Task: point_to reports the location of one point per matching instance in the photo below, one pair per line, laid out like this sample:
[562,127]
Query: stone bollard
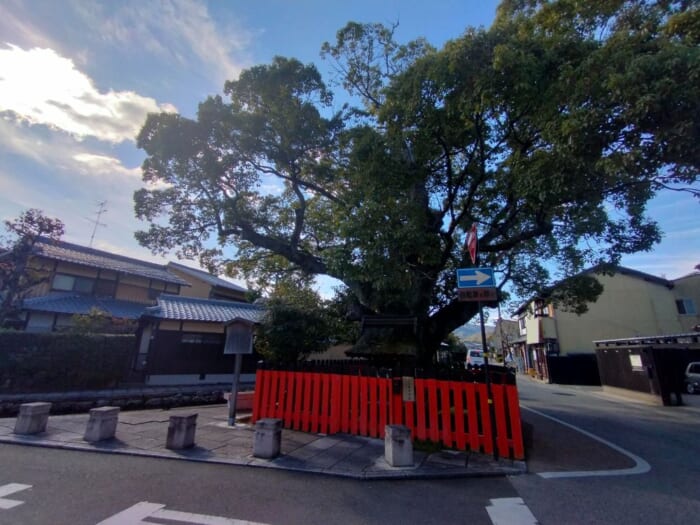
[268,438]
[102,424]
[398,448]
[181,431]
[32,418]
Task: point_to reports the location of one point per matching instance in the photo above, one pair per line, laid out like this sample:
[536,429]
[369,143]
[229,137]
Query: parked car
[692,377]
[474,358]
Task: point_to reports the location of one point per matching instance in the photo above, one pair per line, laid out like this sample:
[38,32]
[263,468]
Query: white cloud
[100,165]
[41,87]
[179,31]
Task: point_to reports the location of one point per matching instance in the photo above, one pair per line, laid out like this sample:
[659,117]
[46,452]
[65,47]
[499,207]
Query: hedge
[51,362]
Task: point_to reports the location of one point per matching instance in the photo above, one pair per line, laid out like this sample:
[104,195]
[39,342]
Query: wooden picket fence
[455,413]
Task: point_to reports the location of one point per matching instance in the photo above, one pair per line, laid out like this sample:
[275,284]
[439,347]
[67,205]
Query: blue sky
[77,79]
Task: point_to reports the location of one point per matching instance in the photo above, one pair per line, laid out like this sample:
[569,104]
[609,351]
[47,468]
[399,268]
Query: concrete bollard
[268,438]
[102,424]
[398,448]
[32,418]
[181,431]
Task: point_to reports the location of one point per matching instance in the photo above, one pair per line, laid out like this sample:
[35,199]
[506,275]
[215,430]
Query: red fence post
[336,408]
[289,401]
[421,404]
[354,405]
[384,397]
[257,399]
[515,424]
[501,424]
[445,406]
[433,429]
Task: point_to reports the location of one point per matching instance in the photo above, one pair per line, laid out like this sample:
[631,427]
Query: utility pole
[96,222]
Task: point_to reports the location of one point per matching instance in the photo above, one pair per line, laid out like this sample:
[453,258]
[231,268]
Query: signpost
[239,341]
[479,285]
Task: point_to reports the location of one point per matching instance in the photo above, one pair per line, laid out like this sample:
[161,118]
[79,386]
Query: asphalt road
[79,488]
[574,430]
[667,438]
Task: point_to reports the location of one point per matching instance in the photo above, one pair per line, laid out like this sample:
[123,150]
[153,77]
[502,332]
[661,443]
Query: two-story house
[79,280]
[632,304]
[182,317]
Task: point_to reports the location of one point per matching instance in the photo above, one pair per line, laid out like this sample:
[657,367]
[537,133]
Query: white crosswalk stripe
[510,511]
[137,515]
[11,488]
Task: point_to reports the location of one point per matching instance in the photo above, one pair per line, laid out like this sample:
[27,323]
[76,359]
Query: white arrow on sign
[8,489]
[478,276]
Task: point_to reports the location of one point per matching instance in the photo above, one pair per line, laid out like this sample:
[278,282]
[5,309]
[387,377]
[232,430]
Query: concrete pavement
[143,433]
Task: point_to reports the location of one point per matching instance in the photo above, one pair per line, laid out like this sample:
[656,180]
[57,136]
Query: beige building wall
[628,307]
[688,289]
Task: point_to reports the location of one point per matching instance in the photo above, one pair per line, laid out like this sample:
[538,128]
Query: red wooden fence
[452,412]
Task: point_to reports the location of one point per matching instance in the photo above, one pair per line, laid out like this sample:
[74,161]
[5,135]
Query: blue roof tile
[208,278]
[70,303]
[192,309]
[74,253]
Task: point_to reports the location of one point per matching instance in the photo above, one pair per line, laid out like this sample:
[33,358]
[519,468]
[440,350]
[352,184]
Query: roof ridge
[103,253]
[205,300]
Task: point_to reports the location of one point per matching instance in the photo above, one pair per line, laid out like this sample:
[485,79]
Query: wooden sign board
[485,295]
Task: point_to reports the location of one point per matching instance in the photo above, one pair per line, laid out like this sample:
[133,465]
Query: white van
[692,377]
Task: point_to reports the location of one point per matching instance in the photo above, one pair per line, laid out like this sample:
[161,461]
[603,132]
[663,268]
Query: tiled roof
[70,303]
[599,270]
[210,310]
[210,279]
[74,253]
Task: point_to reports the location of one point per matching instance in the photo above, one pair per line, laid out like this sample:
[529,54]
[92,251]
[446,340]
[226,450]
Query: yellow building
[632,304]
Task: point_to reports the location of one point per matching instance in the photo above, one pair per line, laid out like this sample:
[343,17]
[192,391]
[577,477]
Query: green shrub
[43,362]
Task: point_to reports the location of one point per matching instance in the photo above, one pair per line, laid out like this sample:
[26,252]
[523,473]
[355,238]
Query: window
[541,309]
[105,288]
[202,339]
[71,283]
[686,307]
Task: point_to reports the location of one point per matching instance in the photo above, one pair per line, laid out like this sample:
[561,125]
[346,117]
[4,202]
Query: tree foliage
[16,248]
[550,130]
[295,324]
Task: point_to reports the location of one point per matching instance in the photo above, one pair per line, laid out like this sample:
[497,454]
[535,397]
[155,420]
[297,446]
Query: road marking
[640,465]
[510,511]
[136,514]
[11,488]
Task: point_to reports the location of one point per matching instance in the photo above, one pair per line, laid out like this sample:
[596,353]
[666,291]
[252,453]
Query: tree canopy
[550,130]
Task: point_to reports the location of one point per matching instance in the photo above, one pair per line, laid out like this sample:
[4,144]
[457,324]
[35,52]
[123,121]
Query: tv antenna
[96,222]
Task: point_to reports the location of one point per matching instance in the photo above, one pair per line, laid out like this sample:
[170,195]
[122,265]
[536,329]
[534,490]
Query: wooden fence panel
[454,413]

-=-=-=-=-

Exercise directions | Exclude every picture and copy the remaining data exactly.

Solution |
Task: point_to reports the location of one point per matching instance in the photo below, one pair per line, laid out like this sample:
[562,127]
Query: stone bollard
[268,438]
[102,424]
[398,448]
[181,431]
[32,418]
Task: point_to reports the location of one point per matching instance in the photo above, one pair per line, laid out like this sample:
[536,429]
[369,143]
[229,137]
Query: parked car
[692,377]
[474,358]
Task: point_to reports the location of one point per matching instance in the photo above, one pair per line, laid out like this sample:
[38,32]
[263,468]
Query: white cloud
[100,165]
[41,87]
[179,31]
Task: point_to reports the location of one point per matching instance in the photo above, one pair per line, laid out like this sample:
[659,117]
[46,452]
[65,47]
[499,207]
Query: hedge
[51,362]
Task: point_to reports the location of one point per matching instance in the photo above, one pair per line, laid out like this sample:
[104,195]
[39,342]
Query: wooden picket fence
[455,413]
Task: point_to reports the location of one point per matching instance in the photo above, one pair per line, laid out like this sample:
[275,284]
[439,347]
[67,205]
Query: blue sky
[77,79]
Task: point_to reports the location of one point per matching instance in the photo above, one pair per line, laid out like this sample:
[569,104]
[609,351]
[47,468]
[399,268]
Query: concrete bollard
[268,438]
[102,424]
[398,448]
[32,418]
[181,431]
Task: point_to reports the location of one point per matching instance in the photo above, one pair per line, laid out like this sample:
[35,199]
[506,275]
[215,430]
Query: red fence post
[336,408]
[289,401]
[421,404]
[354,405]
[384,397]
[257,399]
[515,424]
[501,424]
[445,406]
[433,429]
Task: point_to reports the location of one point per matching instance in the photo above, one pair per line, laid out like this sample:
[631,427]
Query: utility pole
[96,222]
Task: point_to reports the location of one point per matching instance in the photo above, one pair per line, laid out like this sample:
[453,258]
[231,268]
Query: signpost
[239,341]
[479,285]
Task: point_to reports the location of one point per matching instance in the photo above, one pair per line, laid out like this sample:
[161,118]
[79,386]
Query: asphalt road
[79,488]
[574,430]
[667,438]
Task: point_to reports the location of one point per matching instance in the photo above, one pair per line, laid out like this sample:
[123,150]
[153,77]
[502,332]
[661,443]
Query: two-story house
[79,280]
[632,304]
[182,317]
Task: point_to reports the location of one point per matching instance in the photo above, one pair per line, laid out like this sample:
[657,367]
[537,133]
Query: white crosswalk stripe
[510,511]
[137,515]
[11,488]
Task: point_to reports the location of one point per matching instance in the photo above, one pair per line, laid out like this sample:
[27,323]
[76,359]
Query: white arrow on sign
[8,489]
[478,276]
Task: point_to reports the location of one point per matching instance in the photo above, one pair per line, laid out like this sample:
[278,282]
[5,309]
[387,377]
[232,430]
Query: concrete pavement
[143,433]
Task: point_to reports the location of one point per matching instance in the photo above, one pair per line, laid out like this sample:
[656,180]
[57,136]
Query: beige building wall
[628,307]
[688,289]
Task: point_to reports the location of one point per matching instance in the photo above, one pair per line, laid out like this sample:
[538,128]
Query: red wooden fence
[452,412]
Task: point_to reports the location of one point per matching instance in the photo above, one pair per line, laid out like this sample:
[74,161]
[5,135]
Query: blue roof tile
[208,278]
[70,303]
[192,309]
[74,253]
Task: point_to reports the location of one point per matching instance in the photo above, one pair per line, laid out like this sample:
[33,358]
[519,468]
[440,350]
[352,184]
Query: roof ridge
[103,253]
[205,300]
Task: point_to reports the location of one point per matching instance in the photo above, one pair per line, laid out like this sample:
[485,79]
Query: wooden sign board
[485,295]
Task: point_to reports the location of one point per matching instance in the photo above, one pair per line, laid out like this sample:
[133,465]
Query: white van
[692,377]
Task: point_to reports the location of one point per matching instance in the photo above, one pair per line, laid out like this sample:
[161,461]
[603,132]
[663,268]
Query: tiled roof
[70,303]
[599,270]
[210,310]
[210,279]
[74,253]
Task: point_to reports the location of one point per matching instance in the photo above, one pair per line, laid out like this sample:
[529,54]
[92,251]
[446,340]
[226,450]
Query: yellow building
[632,304]
Task: point_to reports the location of one point per matching instance in the photo above, one pair per line, laid out like this sample:
[343,17]
[192,391]
[577,477]
Query: green shrub
[43,362]
Task: point_to reports the location of one point per matching instance in the photo above, one pair per line, laid out like this sample:
[26,252]
[523,473]
[355,238]
Query: window
[541,309]
[105,288]
[202,339]
[71,283]
[686,307]
Task: point_to reports the location of one point per matching instance in the photo above, one pair per line, laid out like this sample:
[561,125]
[346,117]
[4,202]
Query: tree foliage
[16,248]
[550,130]
[295,324]
Task: point_to reports the location of one point per matching instance in the photo above, one pair per line, laid out like this sample:
[497,454]
[535,397]
[155,420]
[297,446]
Query: road marking
[640,465]
[510,511]
[136,514]
[11,488]
Task: point_to reports the location of one point per matching instance in the photo above, one pair per line, laid out like this sample:
[596,353]
[666,291]
[252,453]
Query: tree canopy
[550,130]
Task: point_to reports the location of one point per matching instance in the photo above, one pair per line, laid out like this sample:
[4,144]
[457,324]
[35,52]
[123,121]
Query: tv antenna
[96,222]
Task: point_to reports the location of one point per matching instance in the photo above, one pair per line, laid out like this sample:
[170,195]
[122,265]
[536,329]
[534,490]
Query: wooden fence panel
[454,413]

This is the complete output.